* EXERCISE REQUIREMENTS: Copy the material that follows word for word and omit its pictures.

[Records from a dataset]
_____

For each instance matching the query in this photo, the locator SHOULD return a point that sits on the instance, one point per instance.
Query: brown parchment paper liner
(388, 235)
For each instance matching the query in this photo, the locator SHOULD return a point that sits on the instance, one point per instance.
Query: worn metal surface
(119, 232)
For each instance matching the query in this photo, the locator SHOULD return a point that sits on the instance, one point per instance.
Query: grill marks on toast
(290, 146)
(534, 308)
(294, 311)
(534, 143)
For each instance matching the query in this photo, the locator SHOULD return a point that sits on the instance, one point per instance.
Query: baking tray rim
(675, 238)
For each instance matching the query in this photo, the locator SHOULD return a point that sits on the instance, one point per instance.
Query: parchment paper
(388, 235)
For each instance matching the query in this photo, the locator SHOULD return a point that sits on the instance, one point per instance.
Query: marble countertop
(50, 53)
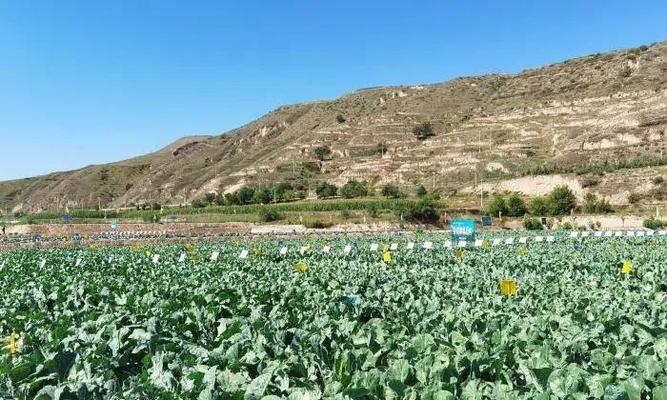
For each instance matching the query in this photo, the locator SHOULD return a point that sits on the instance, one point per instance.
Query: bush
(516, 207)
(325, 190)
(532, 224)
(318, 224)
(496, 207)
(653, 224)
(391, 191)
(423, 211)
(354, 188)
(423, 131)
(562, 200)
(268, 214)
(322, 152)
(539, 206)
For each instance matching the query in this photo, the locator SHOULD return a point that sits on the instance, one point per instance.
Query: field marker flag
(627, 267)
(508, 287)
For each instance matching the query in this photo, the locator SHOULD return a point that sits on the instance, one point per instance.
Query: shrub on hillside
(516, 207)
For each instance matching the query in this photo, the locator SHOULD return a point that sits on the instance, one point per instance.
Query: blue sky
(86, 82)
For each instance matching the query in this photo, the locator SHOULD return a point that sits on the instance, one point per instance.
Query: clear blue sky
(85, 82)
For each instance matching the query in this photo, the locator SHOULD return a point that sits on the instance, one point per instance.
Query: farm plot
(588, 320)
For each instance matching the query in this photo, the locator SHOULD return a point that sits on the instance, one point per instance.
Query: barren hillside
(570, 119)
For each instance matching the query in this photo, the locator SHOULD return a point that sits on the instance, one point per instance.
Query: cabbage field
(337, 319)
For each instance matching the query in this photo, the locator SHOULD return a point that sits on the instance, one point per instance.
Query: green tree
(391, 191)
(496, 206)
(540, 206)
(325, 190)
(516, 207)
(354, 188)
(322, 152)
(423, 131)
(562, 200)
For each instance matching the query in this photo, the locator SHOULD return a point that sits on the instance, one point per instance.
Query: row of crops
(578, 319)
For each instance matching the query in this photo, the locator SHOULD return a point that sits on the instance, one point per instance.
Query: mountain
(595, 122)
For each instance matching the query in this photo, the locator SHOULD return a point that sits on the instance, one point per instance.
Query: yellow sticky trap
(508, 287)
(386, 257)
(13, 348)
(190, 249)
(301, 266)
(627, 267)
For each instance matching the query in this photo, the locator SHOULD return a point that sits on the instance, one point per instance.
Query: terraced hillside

_____

* SOLUTION FOR THIS PROBLEM:
For each instance matching the query in this photo, the locator SHOULD return a point that sits on the instance, one point per instance.
Query: brown parchment paper liner
(388, 235)
For each instance matching the query in this photo, the locator SHOULD return a point that sits on the instance, one point per instance.
Query: worn metal surface
(119, 232)
For each instance matching the query in this photo, the locator SHOULD return a point that sits on the instance, one point per instance.
Query: grill marks on toast
(290, 146)
(534, 308)
(294, 311)
(534, 143)
For each instance matching the query in this photo, the locator SHOULD return a point that sits on the instance, one point per instance.
Query: baking tray rim
(675, 238)
For each instance matching the query in this photo, the locator SHOULD return a point that sits on the instance, one point per instance.
Query: parchment paper
(388, 235)
For each instance matching the query in this photo, the locator SHOULD return a point that sits on the instance, one point per instance.
Query: marble countertop
(50, 53)
For each instance matching the query in this photo, the locator SHOULD return a point that sits on the instance, one point per instance.
Query: bush
(516, 207)
(325, 190)
(532, 224)
(318, 224)
(496, 207)
(653, 224)
(391, 191)
(423, 211)
(354, 188)
(423, 131)
(562, 200)
(268, 214)
(322, 152)
(539, 206)
For each instance matching the query in this photo, the locator SHOULD return a point that sits on the instance, one point per instance.
Query: field marker flag
(627, 267)
(508, 287)
For each instance matching the query in this photo, the locator SHOULD return a point that sits on the instance, one point per instance.
Query: shrub on hillside
(516, 207)
For each instance matching the query in this photo, the locator SHOULD return a point that sits on the instance, one point per instance.
Query: blue sky
(86, 82)
For each instance matching the query in this photo, the locator SHOULD return a point that sits on the instance, one point per instance.
Query: clear blue sky
(85, 82)
For each instance matching the query in this photo, the locator SHOULD return a point that sits on the instance, one point per instance.
Query: farm plot
(588, 320)
For each instance matching the query in this photo, the locator SHOULD return a point that sits on the instance, one point per instance.
Query: barren hillside
(570, 119)
For each instance matching the query in this photo, the locator SHOULD return a point that sits on the instance, one point per instance.
Query: cabbage field
(337, 319)
For each instance matching the query in this photo, the locator SHOULD return a point that sits on the instance, one point per instance.
Query: green tree
(391, 191)
(496, 206)
(540, 206)
(325, 190)
(516, 207)
(354, 188)
(322, 152)
(423, 131)
(562, 200)
For each instance matching the query in this photo, the locator SHOULD return a point that sits on the instance, one point per instance.
Query: row of crops
(578, 319)
For each instance matching the query in this photo, the locator SHOULD return a point that sits on the instance, one point per instance.
Query: mountain
(595, 122)
For each instance matching the query in this photo, the locator SHOULD return a point that sits on the instance, one point per instance.
Query: yellow sticky trap
(508, 287)
(386, 257)
(13, 348)
(190, 249)
(301, 266)
(627, 267)
For each instance matching the query in this photo, the locator SHOULD return a point that sits on the instance, one point per instance.
Query: terraced hillside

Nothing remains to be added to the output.